Consegna: Riprendi il brano sullo studio che collega parodontite e artrite reumatoide e continualo dopo la sua ultima frase.

(Reuters Health) – Le persone a rischio di sviluppare artrite reumatoide mostrano un aumento dei tassi di malattia paradontale e abbondanti batteri paradontali, che sarebbero una causa della malattia reumatica, non un effetto. A ipotizzarlo è uno studio presentato un mese fa all’European League Against Rheumatism (EULAR) ad Amsterdam. La ricerca è stata coordinata da Kulveer Mankia, del Leeds Institute of Rheumatic and Musculoskeletal Medicine, nel Regno Unito.
Lo studio
I ricercatori hanno studiato la prevalenza della parodontite e l’abbondanza di batteri parodontali selezionati in tre gruppi: 48 persone positive al peptide citrullinato anti-ciclico (anti-CCP), con sintomi muscoloscheletrici ma senza sinovite clinica, 26 pazienti con artrite reumatoide precoce e 32 persone sane. Il gruppo a rischio si è sottoposto a un’ecografia a 38 articolazioni per valutare la sinovite subclinica, che è stata riscontrata in due persone, pari al 4%. Un dentista ha quindi eseguito esami parodontali per misurare i livelli di batteri, il DNA è stato isolato dalla placca subgengivale dei siti parodontali malati e sani di ciascun partecipante. I dentisti hanno diagnosticato una parodontite clinica in soggetti significativamente più a rischio rispetto ai controlli sani. E le percentuali dei siti con malattia parodontale attiva erano significativamente più elevate nei partecipanti a rischio rispetto ai controlli sani. I dati metagenomici hanno indicato, infine, un’abbondanza di P. gingivalis e A. actinomycetemcomitans nei pazienti a rischio rispetto ai controlli sani e quelli con artrite reumatoide. Tuttavia, la parodontite clinica è stata associata a un’aumento di P. gingivitis ma non di A. actinomicetemcomitans.

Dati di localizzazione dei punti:

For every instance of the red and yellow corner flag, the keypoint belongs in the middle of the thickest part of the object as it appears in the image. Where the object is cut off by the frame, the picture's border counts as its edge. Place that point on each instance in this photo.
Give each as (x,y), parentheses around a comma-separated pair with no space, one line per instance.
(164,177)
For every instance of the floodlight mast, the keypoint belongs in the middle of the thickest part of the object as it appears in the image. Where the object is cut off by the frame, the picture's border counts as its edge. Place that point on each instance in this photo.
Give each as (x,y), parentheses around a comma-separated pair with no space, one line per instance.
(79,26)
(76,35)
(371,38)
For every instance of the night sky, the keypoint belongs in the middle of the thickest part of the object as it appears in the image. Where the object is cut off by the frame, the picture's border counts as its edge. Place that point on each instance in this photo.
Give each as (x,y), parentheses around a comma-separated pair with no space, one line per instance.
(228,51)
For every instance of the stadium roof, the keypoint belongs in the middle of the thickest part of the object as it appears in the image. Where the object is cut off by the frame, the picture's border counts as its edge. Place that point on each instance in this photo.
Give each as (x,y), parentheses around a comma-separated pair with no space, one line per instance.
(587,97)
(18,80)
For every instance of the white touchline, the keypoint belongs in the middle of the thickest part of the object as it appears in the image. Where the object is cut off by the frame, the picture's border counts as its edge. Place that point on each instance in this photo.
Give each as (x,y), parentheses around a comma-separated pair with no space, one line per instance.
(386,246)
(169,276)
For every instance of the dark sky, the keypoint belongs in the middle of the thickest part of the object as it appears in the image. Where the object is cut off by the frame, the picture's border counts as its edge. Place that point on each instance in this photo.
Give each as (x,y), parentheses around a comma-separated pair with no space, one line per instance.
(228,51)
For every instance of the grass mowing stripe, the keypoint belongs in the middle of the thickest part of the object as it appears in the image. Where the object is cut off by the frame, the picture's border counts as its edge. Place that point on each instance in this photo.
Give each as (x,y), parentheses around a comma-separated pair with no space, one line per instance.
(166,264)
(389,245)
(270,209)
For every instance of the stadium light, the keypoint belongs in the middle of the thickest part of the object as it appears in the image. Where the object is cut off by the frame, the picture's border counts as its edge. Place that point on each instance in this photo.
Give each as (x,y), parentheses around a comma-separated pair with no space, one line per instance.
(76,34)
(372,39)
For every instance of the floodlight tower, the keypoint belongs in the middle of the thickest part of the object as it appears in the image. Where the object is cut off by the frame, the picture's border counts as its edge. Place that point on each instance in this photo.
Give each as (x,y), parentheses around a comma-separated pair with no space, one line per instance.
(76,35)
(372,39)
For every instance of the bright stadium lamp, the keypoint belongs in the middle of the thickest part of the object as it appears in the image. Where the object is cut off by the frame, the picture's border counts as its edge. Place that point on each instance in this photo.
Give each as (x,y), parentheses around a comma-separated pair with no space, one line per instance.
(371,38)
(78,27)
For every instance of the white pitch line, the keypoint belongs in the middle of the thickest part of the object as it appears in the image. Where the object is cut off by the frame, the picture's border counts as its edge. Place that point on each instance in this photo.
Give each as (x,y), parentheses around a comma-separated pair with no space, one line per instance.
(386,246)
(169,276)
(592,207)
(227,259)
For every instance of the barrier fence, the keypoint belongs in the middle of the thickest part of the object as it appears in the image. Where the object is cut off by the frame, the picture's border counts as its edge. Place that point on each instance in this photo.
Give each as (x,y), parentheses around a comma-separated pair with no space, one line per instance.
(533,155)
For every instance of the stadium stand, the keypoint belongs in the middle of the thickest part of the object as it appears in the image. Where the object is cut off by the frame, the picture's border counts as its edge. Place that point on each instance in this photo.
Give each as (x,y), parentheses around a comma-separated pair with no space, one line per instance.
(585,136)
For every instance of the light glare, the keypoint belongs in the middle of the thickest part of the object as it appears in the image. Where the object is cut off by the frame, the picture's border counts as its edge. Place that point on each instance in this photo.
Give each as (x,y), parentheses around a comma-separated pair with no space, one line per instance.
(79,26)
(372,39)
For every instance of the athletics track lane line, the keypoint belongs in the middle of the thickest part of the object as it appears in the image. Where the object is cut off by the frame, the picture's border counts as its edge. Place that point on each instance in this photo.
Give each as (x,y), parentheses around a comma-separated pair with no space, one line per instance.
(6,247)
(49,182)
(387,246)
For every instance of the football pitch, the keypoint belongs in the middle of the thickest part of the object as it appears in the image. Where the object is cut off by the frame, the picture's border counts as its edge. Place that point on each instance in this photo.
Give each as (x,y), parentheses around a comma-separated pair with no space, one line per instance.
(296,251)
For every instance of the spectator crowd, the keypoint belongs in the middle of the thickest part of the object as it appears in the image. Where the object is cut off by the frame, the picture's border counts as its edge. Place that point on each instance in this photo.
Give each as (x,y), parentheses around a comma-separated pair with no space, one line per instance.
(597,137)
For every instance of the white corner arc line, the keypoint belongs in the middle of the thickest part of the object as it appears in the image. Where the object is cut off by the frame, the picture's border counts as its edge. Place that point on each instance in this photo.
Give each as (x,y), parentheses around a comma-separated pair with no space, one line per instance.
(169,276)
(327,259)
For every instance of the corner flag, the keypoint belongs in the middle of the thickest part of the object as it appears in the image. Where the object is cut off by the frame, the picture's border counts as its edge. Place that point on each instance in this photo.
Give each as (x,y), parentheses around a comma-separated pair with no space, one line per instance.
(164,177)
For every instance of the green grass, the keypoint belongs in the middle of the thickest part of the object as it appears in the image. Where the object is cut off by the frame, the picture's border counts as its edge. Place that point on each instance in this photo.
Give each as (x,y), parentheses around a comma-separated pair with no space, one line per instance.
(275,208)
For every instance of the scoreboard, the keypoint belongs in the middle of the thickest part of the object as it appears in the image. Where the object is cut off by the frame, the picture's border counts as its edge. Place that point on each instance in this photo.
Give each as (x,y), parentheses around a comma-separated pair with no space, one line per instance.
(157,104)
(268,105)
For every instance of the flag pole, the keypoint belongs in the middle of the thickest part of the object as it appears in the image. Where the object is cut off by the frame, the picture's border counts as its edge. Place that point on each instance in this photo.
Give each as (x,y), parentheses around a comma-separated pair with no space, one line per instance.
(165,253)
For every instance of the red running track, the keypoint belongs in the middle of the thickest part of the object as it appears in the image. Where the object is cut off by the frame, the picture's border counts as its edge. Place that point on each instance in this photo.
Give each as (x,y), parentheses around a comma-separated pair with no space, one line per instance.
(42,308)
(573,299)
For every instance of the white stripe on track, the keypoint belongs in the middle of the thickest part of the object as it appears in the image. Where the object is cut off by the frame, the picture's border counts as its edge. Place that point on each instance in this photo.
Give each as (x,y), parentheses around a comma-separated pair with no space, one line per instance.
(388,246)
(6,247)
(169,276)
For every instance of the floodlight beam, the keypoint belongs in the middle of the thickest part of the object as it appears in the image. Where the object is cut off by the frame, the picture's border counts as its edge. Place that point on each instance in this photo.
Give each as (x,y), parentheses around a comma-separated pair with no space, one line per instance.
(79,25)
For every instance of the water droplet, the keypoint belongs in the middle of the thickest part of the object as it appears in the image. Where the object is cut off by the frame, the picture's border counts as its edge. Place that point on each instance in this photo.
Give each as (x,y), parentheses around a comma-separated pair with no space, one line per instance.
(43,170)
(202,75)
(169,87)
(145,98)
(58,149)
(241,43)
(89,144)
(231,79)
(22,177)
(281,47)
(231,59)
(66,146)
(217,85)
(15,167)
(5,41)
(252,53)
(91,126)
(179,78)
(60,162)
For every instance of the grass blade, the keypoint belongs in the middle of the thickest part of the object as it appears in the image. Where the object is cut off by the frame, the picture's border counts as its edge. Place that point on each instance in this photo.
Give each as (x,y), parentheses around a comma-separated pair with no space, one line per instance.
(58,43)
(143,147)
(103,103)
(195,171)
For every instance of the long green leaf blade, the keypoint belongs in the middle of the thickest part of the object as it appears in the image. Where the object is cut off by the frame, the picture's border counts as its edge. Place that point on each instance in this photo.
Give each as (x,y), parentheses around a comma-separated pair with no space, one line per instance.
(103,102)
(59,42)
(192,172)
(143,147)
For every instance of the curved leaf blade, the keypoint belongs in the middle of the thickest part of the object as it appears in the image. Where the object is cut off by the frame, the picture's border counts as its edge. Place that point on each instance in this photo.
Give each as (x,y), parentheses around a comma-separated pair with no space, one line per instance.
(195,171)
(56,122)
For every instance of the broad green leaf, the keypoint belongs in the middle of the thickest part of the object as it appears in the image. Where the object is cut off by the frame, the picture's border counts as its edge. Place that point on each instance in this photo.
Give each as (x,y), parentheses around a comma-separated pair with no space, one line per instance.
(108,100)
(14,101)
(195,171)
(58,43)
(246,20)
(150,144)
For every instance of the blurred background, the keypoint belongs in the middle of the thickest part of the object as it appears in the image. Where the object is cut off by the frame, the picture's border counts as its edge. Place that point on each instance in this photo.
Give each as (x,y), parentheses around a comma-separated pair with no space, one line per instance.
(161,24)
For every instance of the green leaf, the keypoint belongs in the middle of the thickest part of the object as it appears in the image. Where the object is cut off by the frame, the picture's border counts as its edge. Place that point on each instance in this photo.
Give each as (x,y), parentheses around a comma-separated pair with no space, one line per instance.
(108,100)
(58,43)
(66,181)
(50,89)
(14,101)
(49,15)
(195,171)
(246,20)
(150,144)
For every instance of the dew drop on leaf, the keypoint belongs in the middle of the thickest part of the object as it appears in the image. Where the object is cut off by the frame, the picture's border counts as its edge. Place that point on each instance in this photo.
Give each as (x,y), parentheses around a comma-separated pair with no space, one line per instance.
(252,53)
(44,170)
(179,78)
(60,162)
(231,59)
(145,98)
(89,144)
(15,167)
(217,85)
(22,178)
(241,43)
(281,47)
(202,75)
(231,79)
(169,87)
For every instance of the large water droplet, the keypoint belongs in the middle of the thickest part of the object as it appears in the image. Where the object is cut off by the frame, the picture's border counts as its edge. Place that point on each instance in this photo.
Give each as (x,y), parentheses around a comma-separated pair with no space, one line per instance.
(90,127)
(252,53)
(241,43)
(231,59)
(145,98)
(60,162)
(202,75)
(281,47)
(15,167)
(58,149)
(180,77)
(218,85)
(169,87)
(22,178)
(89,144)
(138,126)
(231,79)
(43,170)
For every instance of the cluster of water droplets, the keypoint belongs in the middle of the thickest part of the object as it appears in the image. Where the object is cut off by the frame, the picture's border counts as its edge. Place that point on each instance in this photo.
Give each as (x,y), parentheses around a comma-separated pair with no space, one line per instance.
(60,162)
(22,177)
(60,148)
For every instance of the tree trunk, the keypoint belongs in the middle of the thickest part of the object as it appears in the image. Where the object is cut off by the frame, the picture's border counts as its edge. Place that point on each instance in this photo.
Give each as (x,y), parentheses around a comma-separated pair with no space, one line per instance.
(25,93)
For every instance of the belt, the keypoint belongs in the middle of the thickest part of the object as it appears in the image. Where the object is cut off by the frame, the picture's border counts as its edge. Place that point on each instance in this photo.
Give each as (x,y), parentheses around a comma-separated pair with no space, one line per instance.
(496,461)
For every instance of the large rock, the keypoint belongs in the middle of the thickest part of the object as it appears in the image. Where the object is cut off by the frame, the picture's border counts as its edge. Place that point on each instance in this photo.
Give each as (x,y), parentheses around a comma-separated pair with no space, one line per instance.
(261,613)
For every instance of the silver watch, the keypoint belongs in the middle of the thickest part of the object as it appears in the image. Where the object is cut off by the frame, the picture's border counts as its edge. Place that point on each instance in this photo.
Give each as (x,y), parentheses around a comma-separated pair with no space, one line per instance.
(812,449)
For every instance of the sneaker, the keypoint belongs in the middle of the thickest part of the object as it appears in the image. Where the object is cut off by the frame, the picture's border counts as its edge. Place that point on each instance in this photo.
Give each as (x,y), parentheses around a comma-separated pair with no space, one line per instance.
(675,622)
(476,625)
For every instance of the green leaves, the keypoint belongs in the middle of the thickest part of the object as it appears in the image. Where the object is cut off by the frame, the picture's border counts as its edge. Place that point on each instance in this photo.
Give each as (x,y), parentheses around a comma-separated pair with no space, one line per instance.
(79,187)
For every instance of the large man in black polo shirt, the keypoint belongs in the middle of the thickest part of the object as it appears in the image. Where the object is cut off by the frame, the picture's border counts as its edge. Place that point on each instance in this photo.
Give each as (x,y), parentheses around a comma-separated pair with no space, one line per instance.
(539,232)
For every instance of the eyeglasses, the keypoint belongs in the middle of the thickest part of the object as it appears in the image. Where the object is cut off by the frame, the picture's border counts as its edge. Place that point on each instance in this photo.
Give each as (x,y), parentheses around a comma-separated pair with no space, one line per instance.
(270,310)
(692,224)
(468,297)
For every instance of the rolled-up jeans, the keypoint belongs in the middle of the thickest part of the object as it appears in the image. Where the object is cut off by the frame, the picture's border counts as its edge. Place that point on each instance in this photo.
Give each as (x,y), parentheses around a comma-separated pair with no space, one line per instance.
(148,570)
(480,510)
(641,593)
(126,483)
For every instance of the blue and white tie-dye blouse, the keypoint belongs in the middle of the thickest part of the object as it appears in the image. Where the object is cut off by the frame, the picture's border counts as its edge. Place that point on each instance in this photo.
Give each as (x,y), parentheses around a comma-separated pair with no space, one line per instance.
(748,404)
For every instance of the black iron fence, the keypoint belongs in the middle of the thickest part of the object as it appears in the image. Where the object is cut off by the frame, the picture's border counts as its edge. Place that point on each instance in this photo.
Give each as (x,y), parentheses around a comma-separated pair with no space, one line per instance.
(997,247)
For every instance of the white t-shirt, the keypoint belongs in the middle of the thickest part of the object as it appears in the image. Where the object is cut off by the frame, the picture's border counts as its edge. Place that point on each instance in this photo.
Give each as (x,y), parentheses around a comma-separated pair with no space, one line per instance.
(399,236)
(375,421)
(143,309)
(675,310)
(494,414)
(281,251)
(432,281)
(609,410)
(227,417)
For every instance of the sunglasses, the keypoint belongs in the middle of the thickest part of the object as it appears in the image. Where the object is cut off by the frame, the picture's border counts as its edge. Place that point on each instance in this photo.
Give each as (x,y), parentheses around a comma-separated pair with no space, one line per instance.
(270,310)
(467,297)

Risultato:
I commenti
“Il nostro studio ha dimostrato che la parodontite precede l’insorgenza dell’artrite reumatoide ed è più elevata in individui a rischio che hanno autoimmunità ma non hanno ancora sviluppato artrite” , dice Mankia, secondo il quale la malattia dentale potrebbe essere coinvolta nell’attivazione dell’artrite reumatoide piuttosto che una conseguenza.